Blame the teachers! Blame the administrators! Mr. Crowe and his supporters rely on the tired old whipping boys and girls of education to fix blame for Oak Park's continuing achievement gap. [A contentious way to close the gap, Jack Crowe, June 17] The reasons for achievement gaps, as researchers have shown, are complex. Some reasons are rooted in age-old American problems: low expectations, family dysfunction, racism, poverty, language barriers and apathy. Some in Oak Park feel the surest way to closing the achievement gap is a KIPP (Knowledge is Power Program) Ascend charter middle school. The biggest problem with this "solution" is the nature of KIPP schools, how they function and for whom they function.
KIPP Ascend School on the West Side is taxpayer funded and serves fifth through eighth grades. The application is simple, yet the KIPP Web site is vague about the selection process. KIPP can accept whom it wants and place conditions on enrollment without making those conditions public. As a result, its student body is academically homogeneous, which KIPP acknowledges. It's easier to teach homogeneously skilled students than it is to teach a heterogeneously skilled group. This is the first benefit of a KIPP school, difficult to replicate in Oak Park.
The second benefit KIPP has over the Oak Park schools is its ability to kick students out of school for a variety of behavioral and academic infractions. "Removal from the school" is the phrasing in the behavior contract all students and parents must sign upon enrollment. A student can also be removed if the parent does not fulfill the parental duties listed in the contract. School personnel in districts 97 and 200 would probably love the power to hold parents accountable for children arriving at school sleepy, ill fed, disrespectful or with unfinished homework. In a public school district, we have to assume parents are living up to their responsibilities. There is no contract holding them to their basic parental duties. A student cannot be legally denied an education simply because his or her parents are apathetic.

Raw data:

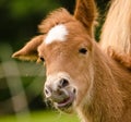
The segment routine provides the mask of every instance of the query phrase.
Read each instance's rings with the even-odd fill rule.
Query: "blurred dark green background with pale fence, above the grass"
[[[99,11],[96,40],[99,40],[108,1],[96,0]],[[43,64],[17,61],[11,56],[38,35],[37,25],[47,13],[61,7],[73,13],[74,4],[75,0],[0,0],[0,122],[9,115],[20,118],[17,122],[21,114],[29,118],[32,112],[53,109],[47,106],[43,94],[46,78]],[[43,122],[46,121],[43,119]]]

Required action A:
Answer these from the letter about KIPP schools:
(i) Which grades does KIPP Ascend School serve?
(ii) What phrasing does the behavior contract use for expelling a student?
(iii) What does the name KIPP stand for?
Required action B: Continue the letter about KIPP schools from its last sentence.
The listing plays no part in this.

Answer A:
(i) Fifth through eighth grades.
(ii) "Removal from the school."
(iii) Knowledge is Power Program.

Answer B:
KIPP's ability to remove students from school who fail to learn academic behaviors and skills is one of the reasons for its success. Motivated parents who want their child to succeed will ensure that the family does what KIPP expects. Public schools in Oak Park have a mission to educate every child, whether the parent or child is motivated or not. As educators, our biggest problem is not a low-skilled student but rather a student who is neither intrinsically nor extrinsically motivated.
A KIPP school here is simply not realistic or necessary for a host of reasons too numerous to explain in this limited forum. We have enough talented, motivated people both inside and outside our school districts who, together, can solve this problem. Schools all around us are facing the same dilemmas and have begun to implement creative solutions yet to be tried here.
We suggest Mr. Crowe and his crowd begin to come up with real, practical solutions, not just age-old pap about greedy teachers, their unions, inept administrators and the boards who protect them.
Oak Park residents Lisa and David Ripley have more than 40 years of experience as educators in area schools and suggest looking at the KIPP Ascend Charter School Web site at www.kippascend.org.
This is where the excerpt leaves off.